WRITTEN REQUEST:
Output every line of the listing below as a JSON array of strings, one string per line, omitting blank lines.

Items from a data source
──────────────────────────────

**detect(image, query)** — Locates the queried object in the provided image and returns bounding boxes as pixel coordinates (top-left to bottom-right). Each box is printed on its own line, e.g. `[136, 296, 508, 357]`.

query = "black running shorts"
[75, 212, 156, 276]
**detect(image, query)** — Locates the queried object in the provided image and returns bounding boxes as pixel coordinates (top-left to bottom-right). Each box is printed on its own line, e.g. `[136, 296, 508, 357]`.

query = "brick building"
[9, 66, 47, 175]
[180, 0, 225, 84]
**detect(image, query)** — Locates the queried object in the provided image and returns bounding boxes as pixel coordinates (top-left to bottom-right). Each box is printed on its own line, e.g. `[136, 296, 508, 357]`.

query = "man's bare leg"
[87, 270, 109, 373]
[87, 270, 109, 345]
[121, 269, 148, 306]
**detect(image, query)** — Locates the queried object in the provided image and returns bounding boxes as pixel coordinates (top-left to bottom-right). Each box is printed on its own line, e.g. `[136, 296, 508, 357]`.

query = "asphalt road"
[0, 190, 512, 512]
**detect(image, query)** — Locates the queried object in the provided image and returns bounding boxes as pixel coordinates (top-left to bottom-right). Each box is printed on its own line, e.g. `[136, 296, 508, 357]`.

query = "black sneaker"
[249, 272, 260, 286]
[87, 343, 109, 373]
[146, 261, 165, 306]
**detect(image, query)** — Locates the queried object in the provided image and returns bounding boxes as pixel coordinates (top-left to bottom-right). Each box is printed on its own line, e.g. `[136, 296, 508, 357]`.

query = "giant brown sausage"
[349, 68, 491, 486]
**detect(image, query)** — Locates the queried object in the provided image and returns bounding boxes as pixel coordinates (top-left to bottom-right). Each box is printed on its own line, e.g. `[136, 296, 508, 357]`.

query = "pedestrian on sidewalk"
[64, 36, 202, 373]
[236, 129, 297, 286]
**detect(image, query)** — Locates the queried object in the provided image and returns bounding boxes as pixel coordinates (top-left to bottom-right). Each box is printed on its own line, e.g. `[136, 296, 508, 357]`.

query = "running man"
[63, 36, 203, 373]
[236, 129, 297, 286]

──────────────────────────────

RESPONSE TO THIS TASK:
[
  "**detect(image, query)** — Locates the queried object in the provided image and returns bounding boxes as pixel coordinates (top-left to bottom-right). Each box is printed on its own line, e.g. `[136, 296, 508, 357]`.",
  "query = \"black running shorts\"",
  "[75, 212, 156, 276]",
  "**detect(image, query)** — Locates the queried object in the provided image and returns bounding boxes as pixel coordinates (top-left to bottom-right). Each box is printed on its own line, e.g. `[136, 296, 508, 357]`.",
  "query = \"brick building\"",
  "[9, 66, 47, 175]",
  "[180, 0, 225, 84]",
  "**detect(image, query)** — Locates the queried object in the provided image and returns bounding boxes as pixel coordinates (top-left to bottom-right). Each box is printed on its own line, e.g. `[136, 296, 508, 357]`.",
  "query = \"man's bare leg\"",
  "[87, 270, 109, 373]",
  "[87, 270, 109, 345]",
  "[121, 269, 148, 306]",
  "**detect(image, query)** — Locates the queried object in the provided image and returns bounding boxes as pixel coordinates (top-left to bottom-right). Each box is printed on its own line, e.g. `[136, 296, 508, 357]`.",
  "query = \"asphalt road\"",
  "[0, 190, 512, 512]",
  "**detect(image, query)** — Locates the queried object in the provided image and returns bounding boxes as pixel coordinates (top-left to bottom-right). Each box is printed on its own line, e.g. `[136, 296, 508, 357]`.",
  "query = \"black sneaker\"",
  "[249, 272, 260, 286]",
  "[87, 343, 109, 373]",
  "[146, 261, 165, 306]",
  "**detect(image, query)** — Locates the queried object in the provided image and returns bounding boxes as pixel coordinates (top-left to bottom-right). Each box is printed on its own line, e.g. `[136, 296, 508, 357]`.",
  "query = \"giant brown sausage\"",
  "[349, 68, 491, 486]",
  "**detect(image, query)** — Locates the queried object in the provided image and returns bounding boxes as pixel coordinates (top-left to bottom-right). Each box is printed on its own line, e.g. `[136, 296, 508, 357]`.",
  "query = \"pedestrian on sidewalk\"",
  "[64, 36, 202, 373]",
  "[236, 129, 297, 286]",
  "**detect(image, query)** — Locates the queried object in the provided image and returns bounding boxes as pixel coordinates (top-left to bottom-right). Each box is printed on its own line, e.g. `[136, 296, 508, 357]`.",
  "query = \"running man\"",
  "[63, 36, 203, 373]",
  "[236, 129, 297, 286]"
]